The task
Format the data from the line containing "For the benchmark, mark every instance of the silhouetted" up to and including the line containing "208], [330, 184]]" as a two-column CSV with the header text,answer. Each row should pair a text with the answer that follows it, with each value in one double-quoted field and any line breaks replaced by spaces.

====

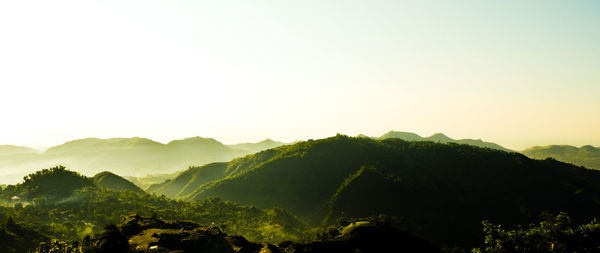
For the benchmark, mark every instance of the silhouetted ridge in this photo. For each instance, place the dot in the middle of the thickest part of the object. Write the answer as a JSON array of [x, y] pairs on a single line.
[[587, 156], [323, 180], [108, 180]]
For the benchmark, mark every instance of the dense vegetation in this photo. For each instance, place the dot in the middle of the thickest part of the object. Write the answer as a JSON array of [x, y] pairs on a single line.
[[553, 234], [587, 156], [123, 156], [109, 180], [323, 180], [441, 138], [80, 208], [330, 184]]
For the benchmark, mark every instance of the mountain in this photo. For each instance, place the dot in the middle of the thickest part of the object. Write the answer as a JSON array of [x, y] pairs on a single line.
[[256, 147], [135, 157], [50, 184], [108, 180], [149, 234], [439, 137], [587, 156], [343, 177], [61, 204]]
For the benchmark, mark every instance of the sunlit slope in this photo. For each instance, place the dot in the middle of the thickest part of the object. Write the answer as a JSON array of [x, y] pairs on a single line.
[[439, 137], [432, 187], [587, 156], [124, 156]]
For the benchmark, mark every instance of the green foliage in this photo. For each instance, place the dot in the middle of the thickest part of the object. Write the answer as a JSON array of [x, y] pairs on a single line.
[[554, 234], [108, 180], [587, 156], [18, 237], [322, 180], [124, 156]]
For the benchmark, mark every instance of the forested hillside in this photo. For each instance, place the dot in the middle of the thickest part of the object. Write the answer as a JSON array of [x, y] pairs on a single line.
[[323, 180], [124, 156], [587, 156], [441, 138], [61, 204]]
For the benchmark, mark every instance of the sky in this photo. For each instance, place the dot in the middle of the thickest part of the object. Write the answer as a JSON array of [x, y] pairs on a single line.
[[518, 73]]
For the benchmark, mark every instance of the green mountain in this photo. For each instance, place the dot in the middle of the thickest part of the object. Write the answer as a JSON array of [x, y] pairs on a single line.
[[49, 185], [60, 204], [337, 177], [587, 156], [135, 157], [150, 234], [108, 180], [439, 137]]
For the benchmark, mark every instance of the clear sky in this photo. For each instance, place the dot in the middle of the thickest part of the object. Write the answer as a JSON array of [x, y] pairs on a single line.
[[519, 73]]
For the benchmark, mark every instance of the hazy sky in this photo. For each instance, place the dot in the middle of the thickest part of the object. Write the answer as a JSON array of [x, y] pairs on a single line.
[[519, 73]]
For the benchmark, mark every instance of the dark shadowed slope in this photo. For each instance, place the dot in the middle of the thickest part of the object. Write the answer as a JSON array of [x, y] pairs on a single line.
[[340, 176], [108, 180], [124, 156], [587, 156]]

====

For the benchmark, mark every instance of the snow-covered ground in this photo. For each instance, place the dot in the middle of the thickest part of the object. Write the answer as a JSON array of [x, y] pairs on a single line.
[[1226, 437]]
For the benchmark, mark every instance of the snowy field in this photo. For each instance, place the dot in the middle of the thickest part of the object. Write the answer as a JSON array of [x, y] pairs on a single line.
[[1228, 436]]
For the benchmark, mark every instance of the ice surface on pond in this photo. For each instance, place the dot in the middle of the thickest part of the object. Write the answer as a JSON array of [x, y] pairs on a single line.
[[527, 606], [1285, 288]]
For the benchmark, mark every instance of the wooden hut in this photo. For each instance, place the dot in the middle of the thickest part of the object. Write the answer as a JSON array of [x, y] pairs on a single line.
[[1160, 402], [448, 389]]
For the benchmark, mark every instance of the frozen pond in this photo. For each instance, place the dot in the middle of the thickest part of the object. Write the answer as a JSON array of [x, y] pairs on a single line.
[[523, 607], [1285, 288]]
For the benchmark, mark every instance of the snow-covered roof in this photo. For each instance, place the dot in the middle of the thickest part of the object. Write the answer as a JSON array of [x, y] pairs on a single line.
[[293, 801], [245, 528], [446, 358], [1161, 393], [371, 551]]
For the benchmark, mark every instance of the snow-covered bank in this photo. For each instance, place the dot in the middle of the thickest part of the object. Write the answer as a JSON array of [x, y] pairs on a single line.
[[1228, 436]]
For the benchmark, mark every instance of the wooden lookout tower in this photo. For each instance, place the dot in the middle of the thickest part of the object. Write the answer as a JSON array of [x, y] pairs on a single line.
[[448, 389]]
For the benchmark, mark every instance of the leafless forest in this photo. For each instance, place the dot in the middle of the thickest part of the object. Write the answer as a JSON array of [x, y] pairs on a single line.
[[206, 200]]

====

Written reply
text,answer
"For the benchmark, mark every instance of the silhouetted ridge in this photo. For each instance, place the dot in the middle of the thickest part of the object. Write the answer as a JSON array of [x, y] pairs on a single line.","[[587, 156], [323, 180], [108, 180]]"
"For the benchmark, mark every instance of the dense vegetation in this photo. For each instance, place the dot in the middle of the thickest part of the object. Write the answer as a JSON array of [x, y] pairs on a single line.","[[553, 234], [587, 156], [123, 156], [109, 180], [323, 180], [441, 138], [80, 208], [330, 184]]"